All of the data is to be copied without a single change.

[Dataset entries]
- - - - - - -

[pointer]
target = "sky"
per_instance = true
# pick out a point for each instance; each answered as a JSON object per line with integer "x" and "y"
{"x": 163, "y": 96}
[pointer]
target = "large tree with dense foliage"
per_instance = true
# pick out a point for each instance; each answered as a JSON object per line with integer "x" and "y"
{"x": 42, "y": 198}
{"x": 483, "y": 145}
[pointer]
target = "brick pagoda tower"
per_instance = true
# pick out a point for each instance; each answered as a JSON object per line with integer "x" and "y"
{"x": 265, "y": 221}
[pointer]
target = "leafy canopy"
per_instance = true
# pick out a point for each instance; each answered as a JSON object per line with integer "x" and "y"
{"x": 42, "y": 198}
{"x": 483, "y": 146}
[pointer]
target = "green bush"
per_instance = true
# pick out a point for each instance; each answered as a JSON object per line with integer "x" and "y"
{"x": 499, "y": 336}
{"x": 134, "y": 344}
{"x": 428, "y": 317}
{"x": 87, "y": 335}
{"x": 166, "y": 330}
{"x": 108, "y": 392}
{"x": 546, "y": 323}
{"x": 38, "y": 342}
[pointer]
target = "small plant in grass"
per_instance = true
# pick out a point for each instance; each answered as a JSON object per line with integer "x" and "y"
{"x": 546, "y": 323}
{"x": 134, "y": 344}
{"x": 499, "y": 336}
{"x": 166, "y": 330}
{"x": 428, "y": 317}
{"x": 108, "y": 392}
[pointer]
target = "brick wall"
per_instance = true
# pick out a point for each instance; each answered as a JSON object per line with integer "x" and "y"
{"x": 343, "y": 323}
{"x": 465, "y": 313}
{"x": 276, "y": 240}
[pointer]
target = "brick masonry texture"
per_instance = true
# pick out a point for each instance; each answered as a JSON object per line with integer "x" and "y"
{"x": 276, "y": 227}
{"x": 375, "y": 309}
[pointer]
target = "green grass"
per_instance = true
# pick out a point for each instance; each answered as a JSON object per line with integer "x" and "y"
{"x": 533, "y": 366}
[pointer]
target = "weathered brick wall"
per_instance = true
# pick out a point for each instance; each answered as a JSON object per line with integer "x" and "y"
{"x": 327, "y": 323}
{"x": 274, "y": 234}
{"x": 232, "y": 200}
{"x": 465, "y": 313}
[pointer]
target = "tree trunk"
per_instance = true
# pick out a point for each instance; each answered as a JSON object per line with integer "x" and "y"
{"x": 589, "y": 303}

- - - - - - -

> SOLUTION
[pointer]
target = "sky"
per_instance = true
# pick out a point for each instance; each answered as a JSON object per line with integer "x" and "y"
{"x": 163, "y": 96}
[pointer]
target = "large tree with dense foliage"
per_instance = true
# pick out a point for each instance; each answered as a JSON object per line with integer "x" and "y"
{"x": 42, "y": 198}
{"x": 483, "y": 145}
[pointer]
target = "brick pagoda tower"
per_instance = true
# pick out a point for each instance; each answered as a JSON object per line with integer "x" and "y"
{"x": 265, "y": 221}
[pointer]
target = "leafy canopy"
per_instance = true
# pick out a point for each instance; each answered as a JSON object per line with integer "x" and "y"
{"x": 42, "y": 198}
{"x": 483, "y": 146}
[pointer]
target = "green bush"
per_instance = true
# pick out a point for each instance; each answered as a JSON object per line with integer "x" and "y"
{"x": 499, "y": 336}
{"x": 134, "y": 344}
{"x": 428, "y": 317}
{"x": 87, "y": 335}
{"x": 166, "y": 330}
{"x": 108, "y": 392}
{"x": 546, "y": 323}
{"x": 38, "y": 342}
[pointer]
target = "small plant in grass"
per_instance = true
# pick out a point for each instance; each answered as a JSON object per line with integer "x" and "y"
{"x": 546, "y": 323}
{"x": 134, "y": 344}
{"x": 499, "y": 336}
{"x": 166, "y": 330}
{"x": 428, "y": 317}
{"x": 108, "y": 392}
[pointer]
target = "brick wall"
per_instance = true
# pick out a point for each instance; each answered as a JSON object per line with integer "x" and "y"
{"x": 343, "y": 323}
{"x": 465, "y": 313}
{"x": 276, "y": 240}
[pointer]
target = "brick masonry texture"
per_instance = true
# pick out a point for each instance; each answered as a JSON object per line with integer "x" and "y"
{"x": 276, "y": 227}
{"x": 375, "y": 309}
[pointer]
target = "green grass"
per_instance = true
# pick out a point for each instance; each answered as a JSON object per line with integer "x" and "y"
{"x": 533, "y": 366}
[pointer]
target = "weathered brick wall"
per_instance = true
# pick out a point for each instance; each answered as a JSON object per line with integer "x" and "y"
{"x": 327, "y": 323}
{"x": 274, "y": 234}
{"x": 232, "y": 200}
{"x": 465, "y": 313}
[pointer]
target = "tree trunk"
per_instance = true
# pick out a point for each instance; each answered as a JSON object per line with integer "x" and "y"
{"x": 589, "y": 303}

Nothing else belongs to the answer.